==== Record excerpts ====

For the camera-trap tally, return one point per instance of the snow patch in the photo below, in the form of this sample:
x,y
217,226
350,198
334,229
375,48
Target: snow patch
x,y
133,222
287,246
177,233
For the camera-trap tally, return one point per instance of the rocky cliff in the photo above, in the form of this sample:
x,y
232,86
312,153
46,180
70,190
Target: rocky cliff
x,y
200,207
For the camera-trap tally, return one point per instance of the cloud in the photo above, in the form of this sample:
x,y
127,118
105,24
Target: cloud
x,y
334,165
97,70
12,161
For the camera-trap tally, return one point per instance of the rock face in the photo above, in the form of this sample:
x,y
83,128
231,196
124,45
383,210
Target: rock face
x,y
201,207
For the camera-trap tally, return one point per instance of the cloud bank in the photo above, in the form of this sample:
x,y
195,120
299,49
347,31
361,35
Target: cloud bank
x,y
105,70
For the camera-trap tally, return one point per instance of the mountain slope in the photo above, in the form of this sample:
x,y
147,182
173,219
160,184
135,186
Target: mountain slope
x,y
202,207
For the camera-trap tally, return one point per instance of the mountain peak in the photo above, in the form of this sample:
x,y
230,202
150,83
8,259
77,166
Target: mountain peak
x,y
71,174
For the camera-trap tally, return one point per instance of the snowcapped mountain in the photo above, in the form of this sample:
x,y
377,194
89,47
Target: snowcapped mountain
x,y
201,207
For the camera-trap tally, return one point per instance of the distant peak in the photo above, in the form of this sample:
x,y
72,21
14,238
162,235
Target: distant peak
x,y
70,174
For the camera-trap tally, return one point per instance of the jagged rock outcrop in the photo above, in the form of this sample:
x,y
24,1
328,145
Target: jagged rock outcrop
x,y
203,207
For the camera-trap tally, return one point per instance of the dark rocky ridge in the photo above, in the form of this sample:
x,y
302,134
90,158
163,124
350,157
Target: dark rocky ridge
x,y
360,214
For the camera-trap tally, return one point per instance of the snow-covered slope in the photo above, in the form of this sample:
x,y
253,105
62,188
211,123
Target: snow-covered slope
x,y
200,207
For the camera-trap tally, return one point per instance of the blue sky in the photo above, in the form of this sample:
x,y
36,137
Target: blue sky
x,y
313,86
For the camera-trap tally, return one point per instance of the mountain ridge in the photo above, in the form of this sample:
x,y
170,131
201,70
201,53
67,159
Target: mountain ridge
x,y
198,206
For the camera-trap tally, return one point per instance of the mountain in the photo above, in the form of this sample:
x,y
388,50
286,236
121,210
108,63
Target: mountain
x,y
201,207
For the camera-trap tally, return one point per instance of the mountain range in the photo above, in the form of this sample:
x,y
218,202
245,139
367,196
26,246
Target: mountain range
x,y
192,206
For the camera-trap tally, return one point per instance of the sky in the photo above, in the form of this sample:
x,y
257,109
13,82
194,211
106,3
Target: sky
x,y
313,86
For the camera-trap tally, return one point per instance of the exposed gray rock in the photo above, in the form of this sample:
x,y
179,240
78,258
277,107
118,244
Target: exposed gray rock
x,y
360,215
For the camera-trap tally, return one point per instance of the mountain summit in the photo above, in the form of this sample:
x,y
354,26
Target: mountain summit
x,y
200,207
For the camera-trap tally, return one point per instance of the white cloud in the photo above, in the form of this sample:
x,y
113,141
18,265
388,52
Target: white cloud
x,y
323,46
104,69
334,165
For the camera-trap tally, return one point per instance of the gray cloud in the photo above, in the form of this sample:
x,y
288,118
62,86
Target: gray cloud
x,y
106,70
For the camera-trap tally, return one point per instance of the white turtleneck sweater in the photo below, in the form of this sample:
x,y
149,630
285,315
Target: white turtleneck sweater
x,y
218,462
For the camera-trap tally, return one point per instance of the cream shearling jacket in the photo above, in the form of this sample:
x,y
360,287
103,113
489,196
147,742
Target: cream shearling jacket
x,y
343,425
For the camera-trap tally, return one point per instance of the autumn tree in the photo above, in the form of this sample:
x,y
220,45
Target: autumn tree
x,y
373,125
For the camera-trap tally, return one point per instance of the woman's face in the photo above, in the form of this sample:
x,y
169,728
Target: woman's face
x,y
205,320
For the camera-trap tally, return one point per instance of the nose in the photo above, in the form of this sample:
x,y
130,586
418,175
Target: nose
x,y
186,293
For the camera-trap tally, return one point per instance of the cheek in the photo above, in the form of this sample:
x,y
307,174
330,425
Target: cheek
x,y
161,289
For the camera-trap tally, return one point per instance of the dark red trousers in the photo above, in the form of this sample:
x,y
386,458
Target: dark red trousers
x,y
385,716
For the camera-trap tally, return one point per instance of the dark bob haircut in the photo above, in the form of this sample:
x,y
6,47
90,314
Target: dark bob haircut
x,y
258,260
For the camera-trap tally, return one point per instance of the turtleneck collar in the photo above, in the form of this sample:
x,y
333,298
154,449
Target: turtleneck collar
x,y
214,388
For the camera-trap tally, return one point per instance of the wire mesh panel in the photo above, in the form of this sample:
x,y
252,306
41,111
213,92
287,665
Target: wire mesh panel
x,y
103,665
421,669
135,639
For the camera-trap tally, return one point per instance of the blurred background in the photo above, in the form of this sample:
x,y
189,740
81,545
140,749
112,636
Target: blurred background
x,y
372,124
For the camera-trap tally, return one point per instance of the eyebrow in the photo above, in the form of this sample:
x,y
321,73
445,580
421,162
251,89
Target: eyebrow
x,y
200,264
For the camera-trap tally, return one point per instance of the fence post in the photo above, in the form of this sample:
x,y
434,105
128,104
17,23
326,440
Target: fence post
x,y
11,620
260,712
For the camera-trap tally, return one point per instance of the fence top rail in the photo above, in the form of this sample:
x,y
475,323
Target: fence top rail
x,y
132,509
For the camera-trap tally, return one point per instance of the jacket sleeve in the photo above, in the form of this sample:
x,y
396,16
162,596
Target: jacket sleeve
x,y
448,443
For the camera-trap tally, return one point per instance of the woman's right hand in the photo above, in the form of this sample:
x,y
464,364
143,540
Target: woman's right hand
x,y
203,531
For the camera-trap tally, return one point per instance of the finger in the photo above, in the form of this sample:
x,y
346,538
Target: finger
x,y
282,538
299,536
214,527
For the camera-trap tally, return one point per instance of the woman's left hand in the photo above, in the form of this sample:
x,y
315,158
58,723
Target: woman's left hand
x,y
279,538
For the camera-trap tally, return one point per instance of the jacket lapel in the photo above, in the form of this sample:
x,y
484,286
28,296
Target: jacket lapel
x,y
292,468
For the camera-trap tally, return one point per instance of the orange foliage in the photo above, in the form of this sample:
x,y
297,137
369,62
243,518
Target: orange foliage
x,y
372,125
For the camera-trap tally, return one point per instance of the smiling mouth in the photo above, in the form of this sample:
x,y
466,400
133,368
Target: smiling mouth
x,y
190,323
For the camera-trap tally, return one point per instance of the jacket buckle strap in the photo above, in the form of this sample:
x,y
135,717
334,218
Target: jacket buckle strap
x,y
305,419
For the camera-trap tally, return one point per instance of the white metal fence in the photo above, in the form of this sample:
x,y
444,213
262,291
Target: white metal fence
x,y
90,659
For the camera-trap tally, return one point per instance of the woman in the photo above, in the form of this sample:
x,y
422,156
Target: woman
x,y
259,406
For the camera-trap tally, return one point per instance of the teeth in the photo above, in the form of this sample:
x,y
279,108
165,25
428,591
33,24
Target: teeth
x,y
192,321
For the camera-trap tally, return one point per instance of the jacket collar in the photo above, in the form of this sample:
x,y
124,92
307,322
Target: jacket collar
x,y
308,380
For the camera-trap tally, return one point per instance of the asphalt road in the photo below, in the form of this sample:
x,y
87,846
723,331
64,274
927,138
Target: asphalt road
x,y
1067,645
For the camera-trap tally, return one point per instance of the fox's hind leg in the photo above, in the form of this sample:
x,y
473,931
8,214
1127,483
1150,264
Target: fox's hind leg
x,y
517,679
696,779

====

-- Requirement --
Without changing a single character, write out all of the entries.

-- Output of the exercise --
For the camera-trap tally, return one point per instance of the snow patch in the photo below, in the form of this sample:
x,y
217,226
350,198
334,229
375,48
Target: snow patch
x,y
133,222
287,246
177,233
For the camera-trap tally, return one point per instance of the rocky cliff in the photo above, in the form of this sample:
x,y
232,86
312,153
46,180
70,190
Target: rocky cliff
x,y
200,207
For the camera-trap tally, return one point per instance of the cloud in the photo above, in the form of this sample:
x,y
127,118
105,24
Target: cloud
x,y
334,165
97,70
12,161
For the camera-trap tally, return one point per instance of the rock face in the photo above, in the form of this sample:
x,y
83,128
231,196
124,45
383,210
Target: rock face
x,y
201,207
For the camera-trap tally, return one point per instance of the cloud bank in the photo above, in the form of this sample:
x,y
195,120
299,49
347,31
361,35
Target: cloud bank
x,y
105,70
For the camera-trap tally, return one point per instance of the mountain slope in the photo above, in the form of this sample:
x,y
147,182
173,219
160,184
135,186
Target: mountain slope
x,y
202,207
For the camera-trap tally, return one point per instance of the mountain peak in the photo above, in the form of this sample:
x,y
230,202
150,83
8,259
77,166
Target: mountain peak
x,y
71,174
For the camera-trap tally, return one point per instance of the snowcapped mountain in the photo above, in the form of this sample:
x,y
377,194
89,47
Target: snowcapped mountain
x,y
201,207
For the camera-trap tally, return one point per instance of the distant peak in the photo above, in the form of this sample:
x,y
72,21
14,238
162,235
Target: distant peak
x,y
70,174
For the camera-trap tally, return one point per instance of the jagged rock outcrop in the photo above, in the form of this sample:
x,y
24,1
328,145
Target: jagged rock outcrop
x,y
203,207
For the camera-trap tally, return one point per instance of the dark rocky ridge in the photo above, in the form of this sample:
x,y
302,134
90,158
163,124
350,157
Target: dark rocky ridge
x,y
360,214
For the camera-trap tally, return one point per instance of the snow-covered slope in the photo above, in the form of this sample:
x,y
253,105
62,188
211,123
Target: snow-covered slope
x,y
200,207
For the camera-trap tally, return one point per instance of the blue sky in the photo above, in the form of this sample:
x,y
36,137
Target: blue sky
x,y
313,86
For the camera-trap tally, return one point per instance of the mountain ridge in the photo above, in the form of this sample:
x,y
170,131
201,70
201,53
67,159
Target: mountain ridge
x,y
198,206
For the camera-trap tally, return one point per instance of the mountain in the photo above, in the form of this sample:
x,y
388,50
286,236
121,210
108,63
Target: mountain
x,y
201,207
For the camera-trap tally, return one point per instance of the mountain range in the photo above, in the form of this sample:
x,y
218,202
245,139
367,196
26,246
Target: mountain range
x,y
192,206
For the camera-trap tally, return one point per instance of the sky in the photo above, in the form of this sample:
x,y
257,109
13,82
194,211
106,3
Target: sky
x,y
313,86
For the camera-trap tally, return one point per instance of the exposed gray rock in the photo above, in the form of this sample:
x,y
179,240
78,258
277,107
118,244
Target: exposed gray rock
x,y
360,215
For the camera-trap tally, return one point per instance of the mountain summit in the photo above, in the form of this sample:
x,y
354,26
Target: mountain summit
x,y
200,207
For the camera-trap tally, return one point per instance of the white cloud in the photo above, in the form of this sample:
x,y
113,141
18,265
388,52
Target: white cloud
x,y
323,46
104,69
334,165
For the camera-trap tally, return one point per instance of the gray cloud in the photo above, in the form of this sample:
x,y
288,118
62,86
Target: gray cloud
x,y
106,70
For the camera-trap tally, return one point per instance of the white turtleneck sweater in the photo below, in the form of this sample:
x,y
149,630
285,315
Target: white turtleneck sweater
x,y
218,462
For the camera-trap tally, return one point per instance of the cream shearling jacket in the photo above, in the form of this sample:
x,y
360,287
103,113
489,196
147,742
Target: cream shearling jacket
x,y
343,425
For the camera-trap tally, return one point per instance of the autumn tree in the photo above, in the form of this sample:
x,y
220,45
Target: autumn tree
x,y
373,125
For the camera-trap tally, return one point per instance of the woman's face in the photo above, in the form of this sample:
x,y
169,728
Target: woman's face
x,y
205,320
For the camera-trap tally, return one point per instance of the nose in the photo above, in the form of this sample:
x,y
130,586
418,175
Target: nose
x,y
186,293
For the camera-trap tally, return one point per instance of the cheek in the photo above, in the form of this sample:
x,y
307,174
330,425
Target: cheek
x,y
161,289
For the camera-trap tally, return one point per instance of the dark red trousers in the photo above, in the form of this sample:
x,y
386,458
Target: dark red trousers
x,y
385,716
For the camera-trap tally, return one point per instance of the dark bob haircut in the photo above, in the form of this sample:
x,y
6,47
90,314
Target: dark bob haircut
x,y
258,260
For the camera-trap tally, return one point per instance of the turtleneck collar in the photo above, in the form of this sample:
x,y
333,298
154,449
Target: turtleneck collar
x,y
214,388
For the camera-trap tally, return one point per instance of the wire mesh panel in the photo above, in the form of this sample:
x,y
252,306
41,111
213,92
287,665
Target: wire mesh panel
x,y
103,665
421,669
135,639
For the camera-trap tally, return one point per instance of the blurred background in the photo above, in the form of this sample:
x,y
189,740
81,545
140,749
112,636
Target: blurred background
x,y
372,124
For the camera-trap tally, return one point per instance of the eyebrow in the photo above, in the form of this sample:
x,y
321,73
445,580
421,162
251,89
Target: eyebrow
x,y
200,264
For the camera-trap tally, return one point per instance of the fence post in the photo above, in the form of this sample:
x,y
434,105
128,104
17,23
326,440
Target: fence post
x,y
11,620
260,712
For the camera-trap tally, return one point per instance of the fence top rail in the photo above, in the form of this sample:
x,y
475,323
Target: fence top rail
x,y
132,509
For the camera-trap tally, return one point per instance of the jacket sleeve in the photo above, in the form of this sample:
x,y
396,16
162,596
Target: jacket sleeve
x,y
448,443
For the camera-trap tally, return one point per instance of the woman's right hand in the photo above, in the form of this sample:
x,y
464,364
143,540
Target: woman's right hand
x,y
203,531
For the camera-trap tally, return one point per instance of the finger in the photo above, in the form of this sample:
x,y
346,538
Target: finger
x,y
282,538
299,536
214,527
For the camera-trap tally, return one point per instance of the woman's left hand in the photo above, in the form of this sample:
x,y
315,158
58,723
Target: woman's left hand
x,y
279,538
For the camera-trap tally, return one point per instance of the jacket lapel in the photo above, in the form of this sample:
x,y
484,286
28,296
Target: jacket lapel
x,y
292,468
For the camera-trap tally, return one point per instance of the orange foliage in the photo above, in the form of this sample:
x,y
297,137
369,62
243,518
Target: orange foliage
x,y
372,125
For the camera-trap tally, return one point per instance of the smiling mouth in the photo above, in the form of this sample:
x,y
466,400
133,368
Target: smiling mouth
x,y
190,323
For the camera-trap tally, return one point per instance of the jacket buckle strap in the photo above, in the form of this sample:
x,y
135,717
334,218
Target: jacket buckle strap
x,y
305,419
For the camera-trap tally, return one point per instance of the white metal fence in the photo above, in the form of this sample:
x,y
444,213
262,291
Target: white metal fence
x,y
90,659
For the camera-trap tally, return one point per instance of the woman in the photo above, in the form of this sample:
x,y
422,156
Target: woman
x,y
259,406
For the camera-trap tally, return one point per instance of the teeth in the photo above, in the form of this sample:
x,y
279,108
165,25
428,591
33,24
Target: teeth
x,y
192,321
For the camera-trap tally, return one point per instance of the jacket collar in the photo above, in the form of this sample:
x,y
124,92
307,322
Target: jacket collar
x,y
308,380
For the camera-trap tally, return one point per instance of the asphalt road in the photo below, in the form of this sample:
x,y
87,846
723,331
64,274
927,138
Target: asphalt road
x,y
1067,645
For the camera-trap tally, return one point per instance of the fox's hind leg in the photo above, in the form of this sample:
x,y
473,931
8,214
1127,483
1150,264
Target: fox's hind leg
x,y
517,679
696,779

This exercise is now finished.